◆ **ABOUT THIS TASK**:
From the records, pick out and copy each line containing "flower".

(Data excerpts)
# # #

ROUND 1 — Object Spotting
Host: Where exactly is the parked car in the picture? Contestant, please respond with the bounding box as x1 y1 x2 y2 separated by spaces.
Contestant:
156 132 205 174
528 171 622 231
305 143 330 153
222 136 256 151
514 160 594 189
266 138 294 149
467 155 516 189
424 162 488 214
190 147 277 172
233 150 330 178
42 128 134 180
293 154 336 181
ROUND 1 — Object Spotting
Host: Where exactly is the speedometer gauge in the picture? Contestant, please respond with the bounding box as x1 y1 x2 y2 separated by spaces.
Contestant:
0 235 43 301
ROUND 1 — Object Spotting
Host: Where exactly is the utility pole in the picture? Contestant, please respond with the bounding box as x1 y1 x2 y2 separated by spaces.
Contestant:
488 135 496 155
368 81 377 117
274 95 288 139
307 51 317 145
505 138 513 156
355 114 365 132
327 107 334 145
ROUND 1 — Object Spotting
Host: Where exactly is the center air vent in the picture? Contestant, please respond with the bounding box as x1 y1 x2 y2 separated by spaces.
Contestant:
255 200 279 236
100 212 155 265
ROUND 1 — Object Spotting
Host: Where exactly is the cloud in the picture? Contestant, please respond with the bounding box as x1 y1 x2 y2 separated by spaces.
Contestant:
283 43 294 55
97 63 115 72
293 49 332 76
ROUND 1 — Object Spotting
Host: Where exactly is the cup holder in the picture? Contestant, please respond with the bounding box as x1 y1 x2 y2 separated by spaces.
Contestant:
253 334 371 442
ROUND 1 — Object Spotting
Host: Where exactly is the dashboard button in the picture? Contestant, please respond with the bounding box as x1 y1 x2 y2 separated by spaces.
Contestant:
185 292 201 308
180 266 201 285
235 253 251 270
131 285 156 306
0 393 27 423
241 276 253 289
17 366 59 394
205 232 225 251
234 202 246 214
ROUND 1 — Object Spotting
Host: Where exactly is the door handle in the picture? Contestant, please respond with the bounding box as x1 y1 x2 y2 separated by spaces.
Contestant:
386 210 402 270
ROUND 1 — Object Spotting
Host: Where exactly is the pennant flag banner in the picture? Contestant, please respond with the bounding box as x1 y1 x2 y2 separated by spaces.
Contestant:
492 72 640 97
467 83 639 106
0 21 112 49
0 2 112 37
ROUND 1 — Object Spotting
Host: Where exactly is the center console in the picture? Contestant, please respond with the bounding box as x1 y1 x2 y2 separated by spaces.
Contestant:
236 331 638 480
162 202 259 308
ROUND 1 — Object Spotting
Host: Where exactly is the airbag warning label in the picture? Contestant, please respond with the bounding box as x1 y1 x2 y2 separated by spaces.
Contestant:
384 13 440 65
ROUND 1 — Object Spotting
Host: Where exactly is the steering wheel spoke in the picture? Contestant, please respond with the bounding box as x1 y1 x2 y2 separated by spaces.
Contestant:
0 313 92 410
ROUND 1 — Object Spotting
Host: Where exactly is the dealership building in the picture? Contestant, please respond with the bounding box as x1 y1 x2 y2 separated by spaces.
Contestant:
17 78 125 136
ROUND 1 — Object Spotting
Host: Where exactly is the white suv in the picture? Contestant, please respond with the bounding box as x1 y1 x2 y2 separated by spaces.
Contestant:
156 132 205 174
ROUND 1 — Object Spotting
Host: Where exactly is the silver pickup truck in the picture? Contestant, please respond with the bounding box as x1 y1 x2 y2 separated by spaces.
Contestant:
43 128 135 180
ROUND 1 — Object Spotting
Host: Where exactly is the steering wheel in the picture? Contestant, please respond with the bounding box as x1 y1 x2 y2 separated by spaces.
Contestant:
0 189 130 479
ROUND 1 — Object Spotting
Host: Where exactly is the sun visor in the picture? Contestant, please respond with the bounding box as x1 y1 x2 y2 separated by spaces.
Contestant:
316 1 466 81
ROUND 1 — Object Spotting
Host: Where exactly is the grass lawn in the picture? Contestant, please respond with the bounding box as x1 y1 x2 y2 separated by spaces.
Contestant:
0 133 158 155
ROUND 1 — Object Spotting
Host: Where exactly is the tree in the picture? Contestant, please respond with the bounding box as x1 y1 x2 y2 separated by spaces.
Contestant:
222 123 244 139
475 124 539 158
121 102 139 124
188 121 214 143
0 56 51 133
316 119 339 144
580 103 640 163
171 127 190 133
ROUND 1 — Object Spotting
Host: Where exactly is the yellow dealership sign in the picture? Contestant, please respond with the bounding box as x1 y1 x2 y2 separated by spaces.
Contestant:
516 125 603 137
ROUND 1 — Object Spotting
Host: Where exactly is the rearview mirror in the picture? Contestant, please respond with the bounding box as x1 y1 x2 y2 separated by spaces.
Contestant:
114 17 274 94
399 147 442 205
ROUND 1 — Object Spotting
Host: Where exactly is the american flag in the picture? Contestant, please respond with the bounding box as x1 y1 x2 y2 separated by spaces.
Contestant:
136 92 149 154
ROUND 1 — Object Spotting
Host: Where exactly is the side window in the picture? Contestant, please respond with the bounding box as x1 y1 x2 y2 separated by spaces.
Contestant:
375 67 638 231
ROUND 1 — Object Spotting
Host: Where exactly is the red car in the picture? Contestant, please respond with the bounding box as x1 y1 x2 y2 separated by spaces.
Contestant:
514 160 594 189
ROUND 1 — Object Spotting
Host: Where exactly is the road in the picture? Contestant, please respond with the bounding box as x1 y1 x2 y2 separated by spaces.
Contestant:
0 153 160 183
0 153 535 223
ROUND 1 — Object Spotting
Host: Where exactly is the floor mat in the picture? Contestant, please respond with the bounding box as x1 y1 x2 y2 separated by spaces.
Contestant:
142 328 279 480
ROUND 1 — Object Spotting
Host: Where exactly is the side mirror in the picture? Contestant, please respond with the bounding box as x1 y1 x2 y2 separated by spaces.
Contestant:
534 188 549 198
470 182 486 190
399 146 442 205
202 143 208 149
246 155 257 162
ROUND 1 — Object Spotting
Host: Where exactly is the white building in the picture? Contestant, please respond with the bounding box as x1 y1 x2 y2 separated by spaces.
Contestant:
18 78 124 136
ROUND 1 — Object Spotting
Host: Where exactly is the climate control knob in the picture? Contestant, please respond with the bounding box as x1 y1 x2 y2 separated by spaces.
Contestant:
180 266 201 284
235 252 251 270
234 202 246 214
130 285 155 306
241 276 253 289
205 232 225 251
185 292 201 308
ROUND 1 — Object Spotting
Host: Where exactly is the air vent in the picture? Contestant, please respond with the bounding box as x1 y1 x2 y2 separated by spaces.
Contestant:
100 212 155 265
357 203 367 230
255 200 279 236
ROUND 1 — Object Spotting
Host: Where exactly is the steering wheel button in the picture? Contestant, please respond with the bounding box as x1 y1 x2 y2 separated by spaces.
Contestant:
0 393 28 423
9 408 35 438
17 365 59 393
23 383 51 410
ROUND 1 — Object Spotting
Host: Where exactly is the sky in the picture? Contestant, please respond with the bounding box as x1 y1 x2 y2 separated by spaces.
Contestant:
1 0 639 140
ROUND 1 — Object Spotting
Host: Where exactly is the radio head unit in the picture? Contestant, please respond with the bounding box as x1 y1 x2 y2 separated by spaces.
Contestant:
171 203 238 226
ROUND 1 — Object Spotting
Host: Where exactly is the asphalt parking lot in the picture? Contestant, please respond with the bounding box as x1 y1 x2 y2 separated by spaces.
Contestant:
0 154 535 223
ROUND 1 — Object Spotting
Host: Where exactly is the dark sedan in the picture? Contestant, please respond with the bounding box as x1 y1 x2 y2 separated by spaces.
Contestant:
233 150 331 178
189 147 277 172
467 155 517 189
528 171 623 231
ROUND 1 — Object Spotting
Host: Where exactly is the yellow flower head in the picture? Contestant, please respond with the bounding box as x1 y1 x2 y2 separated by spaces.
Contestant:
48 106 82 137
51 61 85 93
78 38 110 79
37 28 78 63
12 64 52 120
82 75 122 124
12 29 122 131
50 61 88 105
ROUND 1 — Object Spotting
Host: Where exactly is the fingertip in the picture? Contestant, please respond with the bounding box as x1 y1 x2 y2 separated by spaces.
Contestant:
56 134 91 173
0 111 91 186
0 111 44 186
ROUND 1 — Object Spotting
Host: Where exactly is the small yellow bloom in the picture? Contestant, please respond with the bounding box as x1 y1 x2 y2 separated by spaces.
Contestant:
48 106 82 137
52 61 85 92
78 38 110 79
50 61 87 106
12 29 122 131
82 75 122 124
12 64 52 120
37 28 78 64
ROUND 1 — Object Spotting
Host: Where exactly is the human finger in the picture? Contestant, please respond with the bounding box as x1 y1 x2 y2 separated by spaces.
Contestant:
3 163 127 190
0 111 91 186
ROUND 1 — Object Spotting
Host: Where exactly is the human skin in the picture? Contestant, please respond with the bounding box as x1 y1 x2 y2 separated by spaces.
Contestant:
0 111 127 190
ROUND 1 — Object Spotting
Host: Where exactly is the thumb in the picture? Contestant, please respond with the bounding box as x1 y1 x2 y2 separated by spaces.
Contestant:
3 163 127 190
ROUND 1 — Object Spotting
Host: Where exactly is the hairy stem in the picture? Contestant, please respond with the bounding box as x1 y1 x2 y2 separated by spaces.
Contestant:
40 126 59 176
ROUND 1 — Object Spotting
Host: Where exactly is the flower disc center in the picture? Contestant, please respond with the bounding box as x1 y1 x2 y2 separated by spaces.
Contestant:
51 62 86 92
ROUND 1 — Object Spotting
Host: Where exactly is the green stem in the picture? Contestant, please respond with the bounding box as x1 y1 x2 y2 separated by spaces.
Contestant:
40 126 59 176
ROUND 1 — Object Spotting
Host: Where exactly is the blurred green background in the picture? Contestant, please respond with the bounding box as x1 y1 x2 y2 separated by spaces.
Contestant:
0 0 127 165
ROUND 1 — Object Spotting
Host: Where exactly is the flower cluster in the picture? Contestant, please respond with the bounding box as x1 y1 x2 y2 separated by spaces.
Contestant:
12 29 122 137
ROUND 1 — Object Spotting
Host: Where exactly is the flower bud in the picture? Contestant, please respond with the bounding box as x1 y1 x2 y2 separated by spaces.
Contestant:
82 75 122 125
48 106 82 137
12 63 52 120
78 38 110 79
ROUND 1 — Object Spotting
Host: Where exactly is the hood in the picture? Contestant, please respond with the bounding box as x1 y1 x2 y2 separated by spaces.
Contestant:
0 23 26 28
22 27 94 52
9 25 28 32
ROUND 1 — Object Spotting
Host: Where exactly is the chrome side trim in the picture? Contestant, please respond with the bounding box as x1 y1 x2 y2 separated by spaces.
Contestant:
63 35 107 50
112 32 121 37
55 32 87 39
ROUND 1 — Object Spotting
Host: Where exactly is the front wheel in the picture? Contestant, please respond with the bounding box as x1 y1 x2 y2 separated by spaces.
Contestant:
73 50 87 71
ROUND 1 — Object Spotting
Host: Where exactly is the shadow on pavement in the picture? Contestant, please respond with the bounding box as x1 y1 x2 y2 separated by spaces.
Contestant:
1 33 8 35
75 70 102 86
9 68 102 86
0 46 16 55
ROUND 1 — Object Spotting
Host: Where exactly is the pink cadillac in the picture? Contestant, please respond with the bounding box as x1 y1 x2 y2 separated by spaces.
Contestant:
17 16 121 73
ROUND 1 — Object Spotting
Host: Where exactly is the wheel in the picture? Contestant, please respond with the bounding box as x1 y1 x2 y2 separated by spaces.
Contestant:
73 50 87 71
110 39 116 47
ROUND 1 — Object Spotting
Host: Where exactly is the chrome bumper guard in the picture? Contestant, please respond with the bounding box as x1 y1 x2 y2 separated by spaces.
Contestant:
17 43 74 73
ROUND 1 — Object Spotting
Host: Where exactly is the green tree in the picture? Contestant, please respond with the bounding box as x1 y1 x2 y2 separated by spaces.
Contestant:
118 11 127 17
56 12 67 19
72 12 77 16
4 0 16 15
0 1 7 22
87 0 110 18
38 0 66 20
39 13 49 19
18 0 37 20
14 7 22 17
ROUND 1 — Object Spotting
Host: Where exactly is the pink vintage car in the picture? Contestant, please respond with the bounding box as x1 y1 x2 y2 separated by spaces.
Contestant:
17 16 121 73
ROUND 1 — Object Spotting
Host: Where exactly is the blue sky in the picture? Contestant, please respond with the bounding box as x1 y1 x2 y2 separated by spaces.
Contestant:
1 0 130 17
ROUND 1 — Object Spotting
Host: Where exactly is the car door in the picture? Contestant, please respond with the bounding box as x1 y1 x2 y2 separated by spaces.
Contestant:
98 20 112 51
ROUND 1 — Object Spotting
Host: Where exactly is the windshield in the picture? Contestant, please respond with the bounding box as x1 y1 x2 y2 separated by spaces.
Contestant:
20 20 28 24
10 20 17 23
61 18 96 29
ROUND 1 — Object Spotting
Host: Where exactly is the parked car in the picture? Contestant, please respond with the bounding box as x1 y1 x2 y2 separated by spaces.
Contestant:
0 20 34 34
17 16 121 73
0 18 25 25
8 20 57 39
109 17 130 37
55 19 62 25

# # #

◆ **SOLUTION FOR THIS TASK**:
Host: Where exactly is the yellow flower head in the picture? Contestant, please respond with the bounding box as x1 y1 x2 y2 separated by spaces.
Host: Where exactly is the flower disc center in the picture? Contestant, please respond with the bounding box as x1 y1 x2 y2 separated by spaces.
Host: Where exactly is the flower cluster in the picture? Contestant, please respond with the bounding box as x1 y1 x2 y2 separated by spaces.
Host: Where exactly is the flower bud in the picture? Contestant, please respond with the bounding box as x1 y1 x2 y2 separated by spaces.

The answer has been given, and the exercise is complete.